Keep only the lines of the rows below that contain the word "located", and copy each of them unchanged.

==============================

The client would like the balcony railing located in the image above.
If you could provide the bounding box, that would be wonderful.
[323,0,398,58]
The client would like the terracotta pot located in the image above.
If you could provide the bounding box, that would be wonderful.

==============================

→ **Solution to this exercise**:
The client would like the balcony railing located in the image above.
The client would like the terracotta pot located in the image above.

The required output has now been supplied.